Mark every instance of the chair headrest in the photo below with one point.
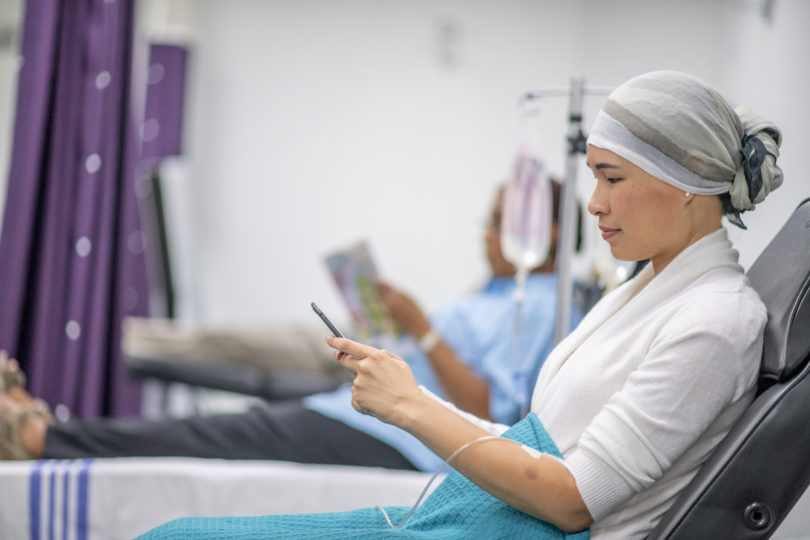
(781, 276)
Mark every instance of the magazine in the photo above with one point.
(355, 275)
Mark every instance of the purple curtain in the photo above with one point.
(165, 98)
(71, 251)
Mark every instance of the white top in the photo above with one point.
(649, 383)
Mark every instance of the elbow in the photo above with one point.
(575, 521)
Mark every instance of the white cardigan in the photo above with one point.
(638, 395)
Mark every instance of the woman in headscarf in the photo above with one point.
(627, 408)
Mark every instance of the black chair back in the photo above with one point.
(762, 467)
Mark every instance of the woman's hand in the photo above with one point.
(384, 386)
(403, 310)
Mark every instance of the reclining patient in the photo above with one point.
(472, 365)
(626, 408)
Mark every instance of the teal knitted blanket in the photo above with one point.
(457, 508)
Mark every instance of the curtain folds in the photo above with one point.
(72, 251)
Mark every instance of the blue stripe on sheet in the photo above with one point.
(65, 501)
(34, 494)
(82, 502)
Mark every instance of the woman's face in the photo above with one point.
(498, 264)
(640, 216)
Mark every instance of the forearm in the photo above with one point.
(540, 486)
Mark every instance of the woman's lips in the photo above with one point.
(608, 233)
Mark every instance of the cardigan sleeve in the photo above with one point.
(703, 360)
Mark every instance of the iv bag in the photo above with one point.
(526, 215)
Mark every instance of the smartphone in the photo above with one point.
(326, 321)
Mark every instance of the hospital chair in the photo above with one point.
(762, 467)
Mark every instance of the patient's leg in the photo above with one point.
(277, 430)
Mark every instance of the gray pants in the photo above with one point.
(276, 430)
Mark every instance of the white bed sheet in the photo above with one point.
(107, 499)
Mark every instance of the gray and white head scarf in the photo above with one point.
(679, 130)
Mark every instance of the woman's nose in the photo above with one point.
(596, 204)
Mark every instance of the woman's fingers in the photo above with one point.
(348, 352)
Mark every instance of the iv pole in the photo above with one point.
(568, 211)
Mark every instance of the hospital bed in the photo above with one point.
(747, 488)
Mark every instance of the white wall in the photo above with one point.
(315, 123)
(10, 16)
(768, 71)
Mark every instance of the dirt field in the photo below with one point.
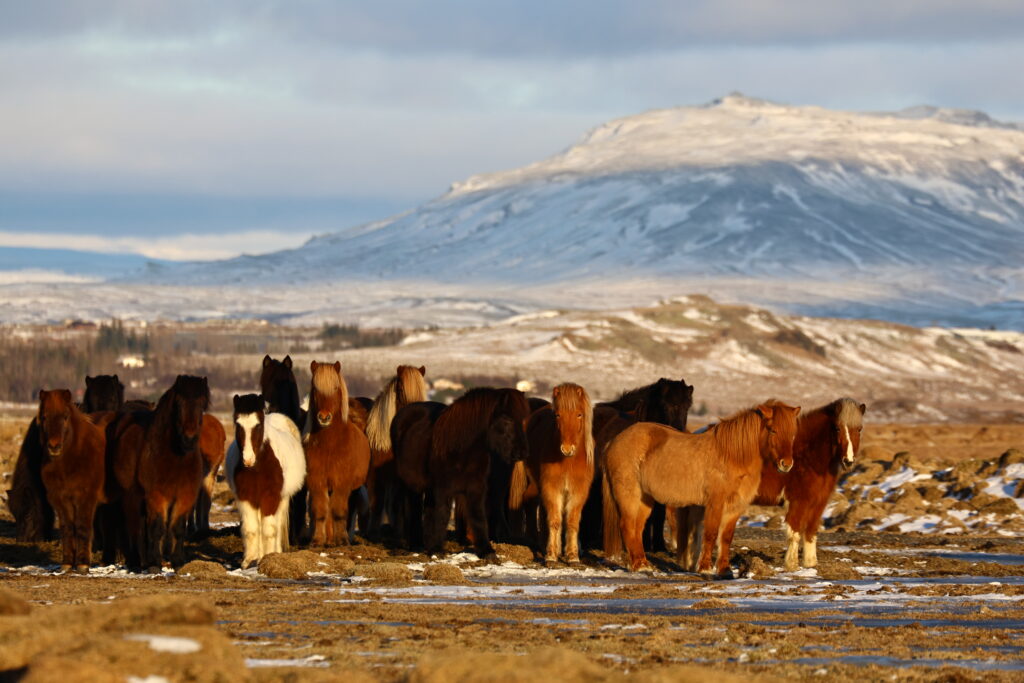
(907, 605)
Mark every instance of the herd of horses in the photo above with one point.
(134, 479)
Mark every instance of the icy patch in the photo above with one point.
(311, 662)
(172, 644)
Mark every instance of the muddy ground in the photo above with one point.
(944, 605)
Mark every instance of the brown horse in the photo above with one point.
(827, 440)
(561, 461)
(73, 473)
(408, 386)
(337, 455)
(665, 401)
(158, 465)
(211, 443)
(475, 439)
(720, 469)
(412, 433)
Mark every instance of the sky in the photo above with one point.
(205, 129)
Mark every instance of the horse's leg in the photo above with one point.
(297, 516)
(339, 517)
(725, 543)
(318, 515)
(554, 503)
(250, 534)
(792, 562)
(476, 509)
(713, 519)
(573, 511)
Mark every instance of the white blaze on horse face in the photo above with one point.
(849, 445)
(248, 422)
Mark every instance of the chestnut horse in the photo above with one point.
(720, 469)
(665, 401)
(827, 440)
(158, 466)
(561, 461)
(73, 473)
(479, 435)
(337, 455)
(264, 467)
(412, 434)
(408, 386)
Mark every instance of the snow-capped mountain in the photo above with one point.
(916, 215)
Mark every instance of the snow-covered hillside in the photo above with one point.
(915, 216)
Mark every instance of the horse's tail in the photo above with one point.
(609, 519)
(517, 486)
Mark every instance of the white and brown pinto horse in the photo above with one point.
(265, 466)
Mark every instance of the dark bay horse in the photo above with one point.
(561, 462)
(412, 435)
(408, 386)
(158, 466)
(665, 401)
(102, 392)
(264, 467)
(337, 455)
(481, 431)
(719, 469)
(827, 440)
(73, 473)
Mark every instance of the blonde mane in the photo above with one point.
(328, 381)
(414, 388)
(570, 396)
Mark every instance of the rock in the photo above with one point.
(443, 573)
(12, 604)
(387, 573)
(202, 569)
(511, 553)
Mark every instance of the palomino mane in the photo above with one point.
(567, 398)
(329, 382)
(414, 388)
(739, 434)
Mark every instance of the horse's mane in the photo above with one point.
(570, 396)
(739, 434)
(463, 422)
(414, 388)
(328, 381)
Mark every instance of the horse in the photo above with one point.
(211, 444)
(408, 386)
(475, 439)
(73, 473)
(102, 392)
(412, 434)
(827, 440)
(337, 455)
(665, 401)
(561, 461)
(720, 469)
(265, 466)
(158, 466)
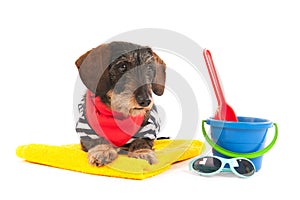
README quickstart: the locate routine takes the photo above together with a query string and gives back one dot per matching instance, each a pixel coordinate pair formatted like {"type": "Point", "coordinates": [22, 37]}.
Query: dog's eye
{"type": "Point", "coordinates": [122, 68]}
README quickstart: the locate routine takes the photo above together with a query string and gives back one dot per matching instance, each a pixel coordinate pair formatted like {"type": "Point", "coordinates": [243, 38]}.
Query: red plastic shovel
{"type": "Point", "coordinates": [224, 111]}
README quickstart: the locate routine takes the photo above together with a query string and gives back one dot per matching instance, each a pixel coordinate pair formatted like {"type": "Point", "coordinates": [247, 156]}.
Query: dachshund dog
{"type": "Point", "coordinates": [117, 113]}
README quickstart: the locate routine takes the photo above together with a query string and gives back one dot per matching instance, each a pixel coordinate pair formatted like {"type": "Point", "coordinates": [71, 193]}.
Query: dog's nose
{"type": "Point", "coordinates": [143, 101]}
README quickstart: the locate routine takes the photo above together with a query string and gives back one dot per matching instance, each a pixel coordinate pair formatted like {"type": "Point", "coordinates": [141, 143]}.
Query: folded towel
{"type": "Point", "coordinates": [71, 157]}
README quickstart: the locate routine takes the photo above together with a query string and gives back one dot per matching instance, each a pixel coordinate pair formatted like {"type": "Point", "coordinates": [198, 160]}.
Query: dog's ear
{"type": "Point", "coordinates": [79, 61]}
{"type": "Point", "coordinates": [93, 69]}
{"type": "Point", "coordinates": [158, 85]}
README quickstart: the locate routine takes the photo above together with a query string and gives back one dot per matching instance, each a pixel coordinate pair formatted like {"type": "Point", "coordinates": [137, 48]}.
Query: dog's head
{"type": "Point", "coordinates": [123, 75]}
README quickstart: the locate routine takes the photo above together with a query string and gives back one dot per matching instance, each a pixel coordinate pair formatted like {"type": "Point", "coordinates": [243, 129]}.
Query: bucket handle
{"type": "Point", "coordinates": [234, 154]}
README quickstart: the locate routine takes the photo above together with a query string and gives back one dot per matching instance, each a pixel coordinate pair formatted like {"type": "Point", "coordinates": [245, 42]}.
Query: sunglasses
{"type": "Point", "coordinates": [210, 165]}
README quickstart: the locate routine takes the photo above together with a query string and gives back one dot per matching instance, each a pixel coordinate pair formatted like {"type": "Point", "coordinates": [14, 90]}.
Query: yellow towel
{"type": "Point", "coordinates": [71, 157]}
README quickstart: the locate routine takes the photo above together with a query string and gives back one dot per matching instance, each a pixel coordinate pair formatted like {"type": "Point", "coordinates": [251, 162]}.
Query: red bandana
{"type": "Point", "coordinates": [113, 126]}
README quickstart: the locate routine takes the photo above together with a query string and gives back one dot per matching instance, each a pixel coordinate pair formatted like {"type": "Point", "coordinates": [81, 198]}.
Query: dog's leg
{"type": "Point", "coordinates": [100, 152]}
{"type": "Point", "coordinates": [142, 148]}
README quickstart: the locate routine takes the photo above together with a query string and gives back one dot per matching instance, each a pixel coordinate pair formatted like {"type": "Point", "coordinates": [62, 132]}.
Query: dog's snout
{"type": "Point", "coordinates": [143, 101]}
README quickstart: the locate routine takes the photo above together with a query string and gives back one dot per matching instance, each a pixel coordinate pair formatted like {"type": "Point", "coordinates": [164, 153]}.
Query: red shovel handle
{"type": "Point", "coordinates": [214, 76]}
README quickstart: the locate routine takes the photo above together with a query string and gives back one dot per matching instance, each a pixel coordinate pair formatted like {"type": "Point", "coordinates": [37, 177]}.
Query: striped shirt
{"type": "Point", "coordinates": [150, 130]}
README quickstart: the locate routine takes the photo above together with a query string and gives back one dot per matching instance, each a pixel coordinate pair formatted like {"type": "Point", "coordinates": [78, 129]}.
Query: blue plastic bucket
{"type": "Point", "coordinates": [248, 135]}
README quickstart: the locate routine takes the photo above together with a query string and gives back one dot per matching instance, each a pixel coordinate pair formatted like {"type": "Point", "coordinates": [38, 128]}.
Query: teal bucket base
{"type": "Point", "coordinates": [245, 138]}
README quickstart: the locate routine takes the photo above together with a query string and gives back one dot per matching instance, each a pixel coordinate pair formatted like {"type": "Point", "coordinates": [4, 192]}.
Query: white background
{"type": "Point", "coordinates": [255, 46]}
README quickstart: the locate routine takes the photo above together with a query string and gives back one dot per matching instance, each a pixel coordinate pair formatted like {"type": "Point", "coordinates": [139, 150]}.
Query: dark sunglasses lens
{"type": "Point", "coordinates": [207, 165]}
{"type": "Point", "coordinates": [244, 167]}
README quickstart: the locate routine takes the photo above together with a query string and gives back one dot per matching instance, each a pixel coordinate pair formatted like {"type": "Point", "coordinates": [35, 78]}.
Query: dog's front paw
{"type": "Point", "coordinates": [146, 154]}
{"type": "Point", "coordinates": [102, 154]}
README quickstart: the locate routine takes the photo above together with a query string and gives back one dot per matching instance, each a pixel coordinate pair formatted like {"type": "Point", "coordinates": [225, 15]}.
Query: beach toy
{"type": "Point", "coordinates": [224, 111]}
{"type": "Point", "coordinates": [245, 138]}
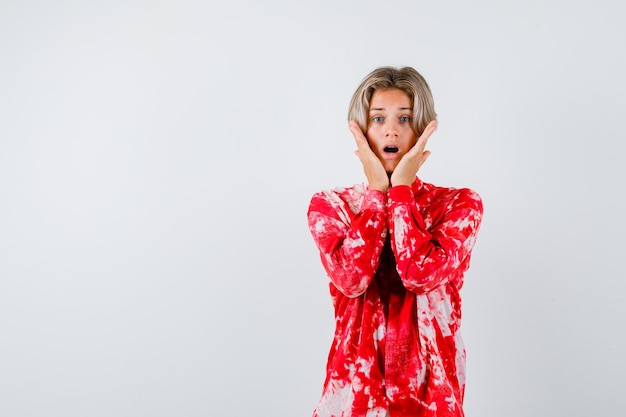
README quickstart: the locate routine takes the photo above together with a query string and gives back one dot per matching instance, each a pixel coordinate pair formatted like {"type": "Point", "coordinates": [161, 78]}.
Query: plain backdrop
{"type": "Point", "coordinates": [156, 163]}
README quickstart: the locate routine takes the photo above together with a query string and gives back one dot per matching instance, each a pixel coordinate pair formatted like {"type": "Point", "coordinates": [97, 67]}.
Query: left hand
{"type": "Point", "coordinates": [411, 162]}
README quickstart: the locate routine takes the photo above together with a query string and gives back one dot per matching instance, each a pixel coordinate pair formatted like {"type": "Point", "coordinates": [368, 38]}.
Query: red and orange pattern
{"type": "Point", "coordinates": [396, 264]}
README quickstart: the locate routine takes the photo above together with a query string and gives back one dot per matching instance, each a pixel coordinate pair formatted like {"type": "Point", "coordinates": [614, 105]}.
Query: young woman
{"type": "Point", "coordinates": [395, 249]}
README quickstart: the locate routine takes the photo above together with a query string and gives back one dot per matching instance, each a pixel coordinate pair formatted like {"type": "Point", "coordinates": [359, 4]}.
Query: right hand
{"type": "Point", "coordinates": [377, 177]}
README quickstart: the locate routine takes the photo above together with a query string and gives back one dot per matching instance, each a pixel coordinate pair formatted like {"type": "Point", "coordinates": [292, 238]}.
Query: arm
{"type": "Point", "coordinates": [426, 258]}
{"type": "Point", "coordinates": [350, 244]}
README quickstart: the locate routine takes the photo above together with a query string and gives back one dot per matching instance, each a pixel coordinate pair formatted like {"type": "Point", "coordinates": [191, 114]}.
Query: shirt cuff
{"type": "Point", "coordinates": [374, 200]}
{"type": "Point", "coordinates": [400, 194]}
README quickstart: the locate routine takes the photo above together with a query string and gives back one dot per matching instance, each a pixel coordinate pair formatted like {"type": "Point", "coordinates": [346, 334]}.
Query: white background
{"type": "Point", "coordinates": [157, 160]}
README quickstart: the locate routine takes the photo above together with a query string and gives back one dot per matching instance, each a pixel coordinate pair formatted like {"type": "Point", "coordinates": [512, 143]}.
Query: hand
{"type": "Point", "coordinates": [411, 162]}
{"type": "Point", "coordinates": [377, 178]}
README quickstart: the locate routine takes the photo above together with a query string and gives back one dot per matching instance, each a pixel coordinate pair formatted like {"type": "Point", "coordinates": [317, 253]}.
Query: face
{"type": "Point", "coordinates": [389, 129]}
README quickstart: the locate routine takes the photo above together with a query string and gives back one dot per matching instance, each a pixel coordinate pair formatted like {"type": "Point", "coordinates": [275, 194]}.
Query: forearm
{"type": "Point", "coordinates": [426, 257]}
{"type": "Point", "coordinates": [350, 246]}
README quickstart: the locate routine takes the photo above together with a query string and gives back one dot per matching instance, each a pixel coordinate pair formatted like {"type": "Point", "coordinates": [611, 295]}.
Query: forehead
{"type": "Point", "coordinates": [390, 99]}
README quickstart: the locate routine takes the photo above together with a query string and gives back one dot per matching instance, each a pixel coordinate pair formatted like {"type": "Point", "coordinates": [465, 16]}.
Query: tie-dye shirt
{"type": "Point", "coordinates": [396, 262]}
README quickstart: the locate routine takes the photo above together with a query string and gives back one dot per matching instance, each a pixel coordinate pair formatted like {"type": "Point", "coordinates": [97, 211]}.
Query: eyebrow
{"type": "Point", "coordinates": [382, 108]}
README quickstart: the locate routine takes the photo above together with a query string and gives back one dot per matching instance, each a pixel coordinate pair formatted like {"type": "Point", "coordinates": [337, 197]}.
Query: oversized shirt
{"type": "Point", "coordinates": [396, 262]}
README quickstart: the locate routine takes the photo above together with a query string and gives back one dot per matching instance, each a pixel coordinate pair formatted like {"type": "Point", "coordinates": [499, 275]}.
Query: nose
{"type": "Point", "coordinates": [391, 128]}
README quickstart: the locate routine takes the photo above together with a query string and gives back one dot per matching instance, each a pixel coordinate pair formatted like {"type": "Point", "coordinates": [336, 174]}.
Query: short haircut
{"type": "Point", "coordinates": [406, 79]}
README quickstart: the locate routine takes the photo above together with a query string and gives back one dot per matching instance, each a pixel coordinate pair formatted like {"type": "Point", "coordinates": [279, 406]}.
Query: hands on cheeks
{"type": "Point", "coordinates": [406, 170]}
{"type": "Point", "coordinates": [377, 177]}
{"type": "Point", "coordinates": [412, 161]}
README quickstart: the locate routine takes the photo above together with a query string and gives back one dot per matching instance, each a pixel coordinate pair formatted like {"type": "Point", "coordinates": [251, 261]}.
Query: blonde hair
{"type": "Point", "coordinates": [406, 79]}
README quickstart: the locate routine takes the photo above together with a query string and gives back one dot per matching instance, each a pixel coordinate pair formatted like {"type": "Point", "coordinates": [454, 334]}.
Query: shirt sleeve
{"type": "Point", "coordinates": [350, 243]}
{"type": "Point", "coordinates": [427, 257]}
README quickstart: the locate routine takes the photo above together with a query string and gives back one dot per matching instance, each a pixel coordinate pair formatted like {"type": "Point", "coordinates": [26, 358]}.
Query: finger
{"type": "Point", "coordinates": [430, 129]}
{"type": "Point", "coordinates": [359, 137]}
{"type": "Point", "coordinates": [423, 139]}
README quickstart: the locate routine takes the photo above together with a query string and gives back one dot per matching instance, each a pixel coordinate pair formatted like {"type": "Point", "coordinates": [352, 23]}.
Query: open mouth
{"type": "Point", "coordinates": [391, 149]}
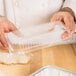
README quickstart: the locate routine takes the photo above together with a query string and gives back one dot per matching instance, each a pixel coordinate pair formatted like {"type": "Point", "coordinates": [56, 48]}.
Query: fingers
{"type": "Point", "coordinates": [18, 33]}
{"type": "Point", "coordinates": [3, 41]}
{"type": "Point", "coordinates": [69, 23]}
{"type": "Point", "coordinates": [65, 36]}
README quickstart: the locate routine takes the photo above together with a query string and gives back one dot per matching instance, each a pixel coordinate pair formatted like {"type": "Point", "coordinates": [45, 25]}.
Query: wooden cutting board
{"type": "Point", "coordinates": [63, 56]}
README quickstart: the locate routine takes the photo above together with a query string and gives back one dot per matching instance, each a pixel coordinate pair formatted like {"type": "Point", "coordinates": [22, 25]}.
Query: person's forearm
{"type": "Point", "coordinates": [69, 10]}
{"type": "Point", "coordinates": [70, 6]}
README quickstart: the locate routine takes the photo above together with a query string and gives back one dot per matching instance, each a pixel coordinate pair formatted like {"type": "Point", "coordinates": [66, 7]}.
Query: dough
{"type": "Point", "coordinates": [14, 57]}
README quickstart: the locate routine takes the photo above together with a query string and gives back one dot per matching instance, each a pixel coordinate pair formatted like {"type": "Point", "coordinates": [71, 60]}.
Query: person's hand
{"type": "Point", "coordinates": [68, 21]}
{"type": "Point", "coordinates": [5, 26]}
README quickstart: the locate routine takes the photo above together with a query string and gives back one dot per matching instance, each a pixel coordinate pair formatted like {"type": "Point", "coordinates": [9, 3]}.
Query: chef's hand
{"type": "Point", "coordinates": [5, 27]}
{"type": "Point", "coordinates": [68, 21]}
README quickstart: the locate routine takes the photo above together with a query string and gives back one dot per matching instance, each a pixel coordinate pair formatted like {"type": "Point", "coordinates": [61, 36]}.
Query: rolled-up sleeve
{"type": "Point", "coordinates": [71, 4]}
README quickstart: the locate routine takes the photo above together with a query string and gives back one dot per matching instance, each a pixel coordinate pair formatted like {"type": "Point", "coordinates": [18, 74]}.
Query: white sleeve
{"type": "Point", "coordinates": [2, 7]}
{"type": "Point", "coordinates": [71, 4]}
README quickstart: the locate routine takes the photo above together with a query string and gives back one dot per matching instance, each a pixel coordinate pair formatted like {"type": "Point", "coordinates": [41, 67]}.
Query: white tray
{"type": "Point", "coordinates": [53, 71]}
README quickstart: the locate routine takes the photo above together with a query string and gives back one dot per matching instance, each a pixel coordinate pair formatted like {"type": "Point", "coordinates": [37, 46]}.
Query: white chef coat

• Request:
Report every line in the material above that contains the word "blonde".

• Answer for the task:
Mark every instance of the blonde mane in the photo above with one point.
Query: blonde hair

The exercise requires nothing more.